Records from a collection
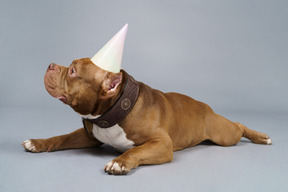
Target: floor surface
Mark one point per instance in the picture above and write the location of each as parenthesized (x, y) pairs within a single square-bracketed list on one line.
[(244, 167)]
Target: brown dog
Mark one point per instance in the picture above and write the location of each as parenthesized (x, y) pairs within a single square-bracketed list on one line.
[(144, 123)]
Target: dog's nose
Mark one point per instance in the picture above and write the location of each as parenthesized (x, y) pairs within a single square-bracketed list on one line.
[(52, 66)]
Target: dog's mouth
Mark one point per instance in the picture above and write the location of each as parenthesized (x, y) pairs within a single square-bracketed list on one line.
[(50, 85)]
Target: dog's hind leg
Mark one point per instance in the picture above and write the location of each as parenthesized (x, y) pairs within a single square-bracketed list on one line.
[(254, 136)]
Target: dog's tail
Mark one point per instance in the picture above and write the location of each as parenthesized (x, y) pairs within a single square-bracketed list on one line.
[(254, 136)]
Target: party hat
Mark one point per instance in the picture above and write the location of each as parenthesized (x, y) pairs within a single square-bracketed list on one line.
[(110, 56)]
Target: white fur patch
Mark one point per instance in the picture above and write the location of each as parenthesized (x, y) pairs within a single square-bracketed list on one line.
[(114, 136)]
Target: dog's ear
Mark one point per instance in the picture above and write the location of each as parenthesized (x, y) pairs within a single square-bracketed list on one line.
[(110, 84)]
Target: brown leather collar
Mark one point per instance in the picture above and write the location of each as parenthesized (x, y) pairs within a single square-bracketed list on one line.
[(121, 108)]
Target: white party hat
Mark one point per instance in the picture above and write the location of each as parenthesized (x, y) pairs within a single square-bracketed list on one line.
[(109, 57)]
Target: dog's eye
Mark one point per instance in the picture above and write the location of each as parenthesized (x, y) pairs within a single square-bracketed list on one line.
[(72, 72)]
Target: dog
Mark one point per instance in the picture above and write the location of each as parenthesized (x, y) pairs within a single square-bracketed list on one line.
[(145, 124)]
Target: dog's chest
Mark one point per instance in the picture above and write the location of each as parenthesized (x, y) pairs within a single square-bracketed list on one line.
[(114, 136)]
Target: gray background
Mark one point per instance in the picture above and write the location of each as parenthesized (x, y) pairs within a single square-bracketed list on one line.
[(229, 54)]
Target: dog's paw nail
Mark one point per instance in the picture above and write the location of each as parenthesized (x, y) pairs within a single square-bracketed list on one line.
[(29, 146), (115, 169), (269, 141)]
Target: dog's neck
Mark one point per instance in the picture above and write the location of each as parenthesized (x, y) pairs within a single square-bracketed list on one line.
[(122, 106)]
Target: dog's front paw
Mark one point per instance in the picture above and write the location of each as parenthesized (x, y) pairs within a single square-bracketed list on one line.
[(116, 167), (35, 145)]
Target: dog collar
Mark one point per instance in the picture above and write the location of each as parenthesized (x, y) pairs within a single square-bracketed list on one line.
[(121, 108)]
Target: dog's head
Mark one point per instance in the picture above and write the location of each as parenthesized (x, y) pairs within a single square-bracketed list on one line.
[(83, 85)]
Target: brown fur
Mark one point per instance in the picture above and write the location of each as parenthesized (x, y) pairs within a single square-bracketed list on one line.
[(159, 123)]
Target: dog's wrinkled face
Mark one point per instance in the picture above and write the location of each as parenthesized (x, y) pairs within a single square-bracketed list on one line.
[(81, 85)]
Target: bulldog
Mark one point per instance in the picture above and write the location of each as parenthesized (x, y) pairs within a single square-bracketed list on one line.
[(145, 124)]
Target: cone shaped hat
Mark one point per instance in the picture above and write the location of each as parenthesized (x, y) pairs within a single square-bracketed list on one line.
[(109, 57)]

**Task description:**
The answer should consist of the lines from the one with "Target: brown fur" through the last line of the entries, duplicated exactly and nothing more.

**Answer:**
Target: brown fur
Mark one point per instance in the picture above and write the location of each as parenthesized (x, y) pairs within a single square-bracketed list on one line.
[(159, 123)]
Target: dog's wrinkled face
Mark one point per instance in the picture above and write the location of each as parenthesized (x, y) pairs within a single square-bracketed list on one line.
[(81, 85)]
Target: bulldog
Mark one point per instance in the picture above and write the location of each as parenthesized (x, y) pairs within a single square-bracketed list on one line.
[(145, 124)]
Target: cone shaped hat
Mark one point per instance in the picture above and write the location of each as parenthesized (x, y) pairs within a single square-bracketed list on one line.
[(109, 57)]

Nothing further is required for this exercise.